TEXT SECTION:

## Begin

II. Procedural Background

On October 10, 2013, Plaintiffs Joseph Benjamin, Eunide Benjamin, Berneide Benjamin, and Jerich07 Arnaud Projects, Inc. filed suit against Defendant American Airlines, Inc. Dkt. No. 1. The Complaint asserts six claims for relief: breach of contract (Count 1); public accommodation discrimination in violation of Title II of the Civil Rights Act of 1964 (Count 2); violation of 42 U.S.C. § 1981 and the Civil Rights Act of 1866 (Count 3); violation of 42 U.S.C. § 1985 and the Civil Rights Act of 1871 (Count 4); intentional infliction of emotional distress (Count 5); and attorney's fees pursuant to 42 U.S.C. § 1988 (Count 6). Id. ¶¶ 59–136

On February 26, 2014, Defendant filed a Motion to Dismiss pursuant to Rule 12(b)(6) of the Federal Rules of Civil Procedure. Dkt. No. 6. Defendant's motion is fully briefed. Dkt. Nos. 6; 15; 17.

## End

EXTRACTED ENTRIES:
## Begin

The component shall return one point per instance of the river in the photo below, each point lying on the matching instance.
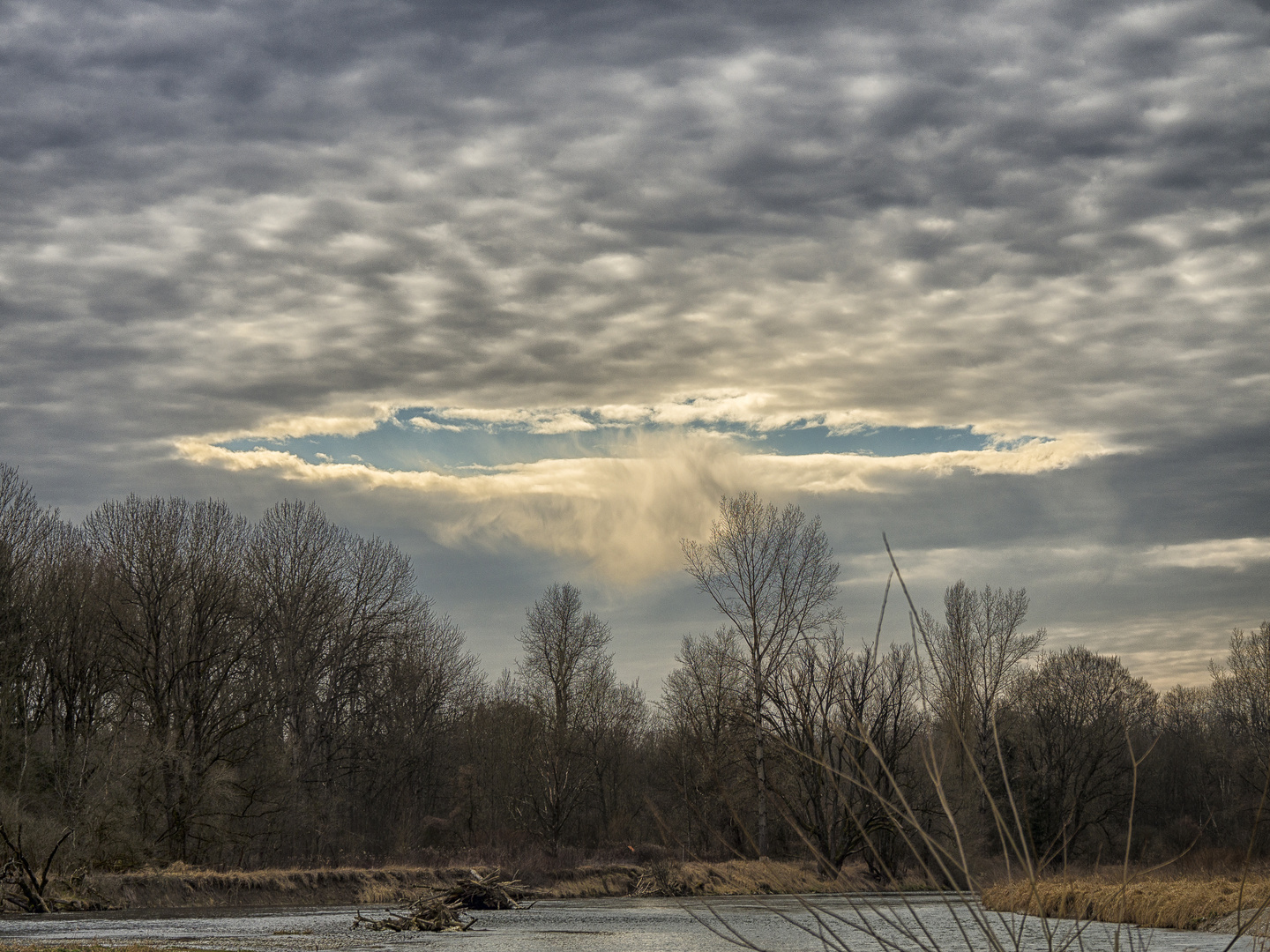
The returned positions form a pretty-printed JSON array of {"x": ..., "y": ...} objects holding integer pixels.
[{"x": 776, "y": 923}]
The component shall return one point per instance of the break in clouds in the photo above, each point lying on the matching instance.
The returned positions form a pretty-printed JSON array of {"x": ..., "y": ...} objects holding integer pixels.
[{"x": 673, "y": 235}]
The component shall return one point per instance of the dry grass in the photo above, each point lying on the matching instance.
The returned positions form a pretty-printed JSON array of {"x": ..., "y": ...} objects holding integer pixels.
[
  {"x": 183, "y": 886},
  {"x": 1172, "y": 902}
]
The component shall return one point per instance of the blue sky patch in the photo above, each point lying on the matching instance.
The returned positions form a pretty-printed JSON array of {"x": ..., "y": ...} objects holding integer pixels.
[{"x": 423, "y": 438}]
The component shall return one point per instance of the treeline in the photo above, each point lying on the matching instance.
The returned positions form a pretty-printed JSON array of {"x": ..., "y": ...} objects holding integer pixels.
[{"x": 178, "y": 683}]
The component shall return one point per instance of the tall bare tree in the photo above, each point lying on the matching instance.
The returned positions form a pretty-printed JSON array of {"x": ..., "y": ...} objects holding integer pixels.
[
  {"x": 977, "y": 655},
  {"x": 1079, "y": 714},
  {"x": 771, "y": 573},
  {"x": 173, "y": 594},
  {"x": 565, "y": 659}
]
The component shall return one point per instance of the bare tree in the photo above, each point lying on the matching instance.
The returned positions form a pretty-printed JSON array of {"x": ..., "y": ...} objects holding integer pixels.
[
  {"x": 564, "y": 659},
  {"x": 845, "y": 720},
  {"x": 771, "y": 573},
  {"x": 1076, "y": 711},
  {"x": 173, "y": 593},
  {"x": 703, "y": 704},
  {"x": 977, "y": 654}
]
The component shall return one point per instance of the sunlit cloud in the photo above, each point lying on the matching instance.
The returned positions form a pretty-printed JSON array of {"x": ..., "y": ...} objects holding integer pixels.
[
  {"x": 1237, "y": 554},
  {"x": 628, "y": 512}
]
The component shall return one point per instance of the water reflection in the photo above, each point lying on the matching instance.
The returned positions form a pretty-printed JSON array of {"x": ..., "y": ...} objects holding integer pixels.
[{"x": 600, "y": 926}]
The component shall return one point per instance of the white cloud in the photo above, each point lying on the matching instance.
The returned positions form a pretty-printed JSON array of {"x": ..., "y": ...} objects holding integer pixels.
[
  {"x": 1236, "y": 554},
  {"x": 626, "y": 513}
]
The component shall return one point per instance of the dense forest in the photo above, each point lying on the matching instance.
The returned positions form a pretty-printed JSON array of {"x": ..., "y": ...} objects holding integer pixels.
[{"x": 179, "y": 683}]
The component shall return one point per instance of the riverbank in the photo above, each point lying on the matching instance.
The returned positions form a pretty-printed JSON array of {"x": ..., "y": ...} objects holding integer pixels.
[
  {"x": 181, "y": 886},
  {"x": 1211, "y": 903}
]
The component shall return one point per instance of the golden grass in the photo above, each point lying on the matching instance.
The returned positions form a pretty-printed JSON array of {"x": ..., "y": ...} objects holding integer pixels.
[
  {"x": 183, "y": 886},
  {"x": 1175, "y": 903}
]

## End

PARTS OF THE EXERCISE:
(1) Answer these from the procedural background:
(a) On what date did the plaintiffs file suit?
(b) How many claims for relief does the Complaint assert?
(c) Under which rule did the Defendant file its Motion to Dismiss?
(2) Duplicate the procedural background between "II. Procedural Background" and "Nos. 6; 15; 17.", inclusive.
The lines are separate material, apart from the procedural background.

SOLUTION SET:
(1)
(a) October 10, 2013
(b) Six
(c) Rule 12(b)(6) of the Federal Rules of Civil Procedure

(2)
II. Procedural Background

On October 10, 2013, Plaintiffs Joseph Benjamin, Eunide Benjamin, Berneide Benjamin, and Jerich07 Arnaud Projects, Inc. filed suit against Defendant American Airlines, Inc. Dkt. No. 1. The Complaint asserts six claims for relief: breach of contract (Count 1); public accommodation discrimination in violation of Title II of the Civil Rights Act of 1964 (Count 2); violation of 42 U.S.C. § 1981 and the Civil Rights Act of 1866 (Count 3); violation of 42 U.S.C. § 1985 and the Civil Rights Act of 1871 (Count 4); intentional infliction of emotional distress (Count 5); and attorney's fees pursuant to 42 U.S.C. § 1988 (Count 6). Id. ¶¶ 59–136

On February 26, 2014, Defendant filed a Motion to Dismiss pursuant to Rule 12(b)(6) of the Federal Rules of Civil Procedure. Dkt. No. 6. Defendant's motion is fully briefed. Dkt. Nos. 6; 15; 17.